Stated goal:
Arrange the entries from the line containing "Spot the teeth" through the line containing "[(202, 254), (201, 264)]" as a Markdown table with the columns No. and Line, numbering each row and leaving out blank lines.

Data section:
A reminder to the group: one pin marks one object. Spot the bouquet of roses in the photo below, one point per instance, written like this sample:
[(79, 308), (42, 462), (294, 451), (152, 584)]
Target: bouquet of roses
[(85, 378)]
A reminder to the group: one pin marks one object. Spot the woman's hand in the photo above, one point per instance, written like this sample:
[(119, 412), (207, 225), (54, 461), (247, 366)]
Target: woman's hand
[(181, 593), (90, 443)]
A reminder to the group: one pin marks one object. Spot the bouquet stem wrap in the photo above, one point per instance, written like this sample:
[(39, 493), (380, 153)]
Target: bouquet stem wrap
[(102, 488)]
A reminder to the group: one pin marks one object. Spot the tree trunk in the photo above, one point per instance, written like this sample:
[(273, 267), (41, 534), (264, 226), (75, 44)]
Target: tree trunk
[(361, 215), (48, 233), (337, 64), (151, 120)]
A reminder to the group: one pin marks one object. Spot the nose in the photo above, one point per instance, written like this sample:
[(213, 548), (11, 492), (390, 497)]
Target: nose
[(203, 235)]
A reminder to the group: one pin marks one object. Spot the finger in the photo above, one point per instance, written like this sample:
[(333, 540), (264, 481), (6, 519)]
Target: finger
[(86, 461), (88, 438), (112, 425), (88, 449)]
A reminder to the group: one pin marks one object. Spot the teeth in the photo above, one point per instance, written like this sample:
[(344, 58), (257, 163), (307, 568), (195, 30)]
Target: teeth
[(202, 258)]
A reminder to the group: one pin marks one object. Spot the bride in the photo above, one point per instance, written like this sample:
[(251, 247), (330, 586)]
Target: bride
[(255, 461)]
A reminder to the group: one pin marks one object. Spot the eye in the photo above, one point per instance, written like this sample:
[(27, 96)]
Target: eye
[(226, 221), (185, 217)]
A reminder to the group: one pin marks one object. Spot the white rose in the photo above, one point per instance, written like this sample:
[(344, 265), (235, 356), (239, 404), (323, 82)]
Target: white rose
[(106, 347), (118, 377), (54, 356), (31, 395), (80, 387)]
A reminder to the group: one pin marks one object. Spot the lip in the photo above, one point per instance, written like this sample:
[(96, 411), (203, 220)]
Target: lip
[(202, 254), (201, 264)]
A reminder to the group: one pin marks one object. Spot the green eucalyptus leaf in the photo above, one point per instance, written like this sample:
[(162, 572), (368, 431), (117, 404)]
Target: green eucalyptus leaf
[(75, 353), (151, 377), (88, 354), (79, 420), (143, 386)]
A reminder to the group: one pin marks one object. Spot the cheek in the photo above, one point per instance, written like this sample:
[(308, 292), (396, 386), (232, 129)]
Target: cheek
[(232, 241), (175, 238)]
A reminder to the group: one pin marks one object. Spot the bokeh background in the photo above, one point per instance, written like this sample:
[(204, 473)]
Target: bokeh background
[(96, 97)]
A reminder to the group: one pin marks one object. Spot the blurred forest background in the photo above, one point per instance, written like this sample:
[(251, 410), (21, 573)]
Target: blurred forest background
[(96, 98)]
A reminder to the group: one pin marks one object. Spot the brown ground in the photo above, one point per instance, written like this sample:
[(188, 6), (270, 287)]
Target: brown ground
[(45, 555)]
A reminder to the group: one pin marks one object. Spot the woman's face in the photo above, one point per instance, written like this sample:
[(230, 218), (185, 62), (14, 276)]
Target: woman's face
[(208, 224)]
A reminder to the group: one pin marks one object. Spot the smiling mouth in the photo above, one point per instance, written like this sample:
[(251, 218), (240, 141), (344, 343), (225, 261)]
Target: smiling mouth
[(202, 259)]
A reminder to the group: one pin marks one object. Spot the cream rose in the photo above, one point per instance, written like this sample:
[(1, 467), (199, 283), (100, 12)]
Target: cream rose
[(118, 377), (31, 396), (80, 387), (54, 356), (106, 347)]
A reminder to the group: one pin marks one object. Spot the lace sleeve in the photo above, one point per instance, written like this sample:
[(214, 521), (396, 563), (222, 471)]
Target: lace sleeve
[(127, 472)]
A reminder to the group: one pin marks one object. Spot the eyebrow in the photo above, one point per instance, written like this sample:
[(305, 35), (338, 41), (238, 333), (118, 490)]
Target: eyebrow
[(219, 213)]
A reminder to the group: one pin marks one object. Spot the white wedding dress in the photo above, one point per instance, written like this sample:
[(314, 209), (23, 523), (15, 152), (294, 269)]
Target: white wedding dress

Task output:
| No. | Line |
|---|---|
| 1 | A reminder to the group: one pin marks one object. Spot the teeth in the photo above, one point per instance, written like this sample: |
| 2 | [(344, 58), (257, 163), (307, 568), (195, 30)] |
| 3 | Target: teeth |
| 4 | [(202, 258)] |
| 5 | A reminder to the group: one pin marks one object. Spot the bride in the photo above, one point per instance, written like this sample: |
| 6 | [(251, 247), (330, 586)] |
| 7 | Target: bride |
| 8 | [(255, 461)] |
| 9 | A reminder to the group: one pin marks one object. Spot the eye in the photo above, one point per instance, written like this sample: |
| 10 | [(27, 96)] |
| 11 | Target: eye |
| 12 | [(226, 221), (185, 217)] |
| 13 | A reminder to the group: one pin marks one object. Spot the white rose in the photo above, one point per instance, written like this sample: |
| 14 | [(344, 265), (235, 356), (239, 404), (323, 82)] |
| 15 | Target: white rose |
| 16 | [(106, 347), (118, 377), (54, 356), (31, 395), (80, 387)] |
| 17 | A reminder to the group: one pin marks one object. Spot the lip in the photo above, one point per instance, written like this sample: |
| 18 | [(96, 411), (203, 220)] |
| 19 | Target: lip |
| 20 | [(202, 254), (201, 264)] |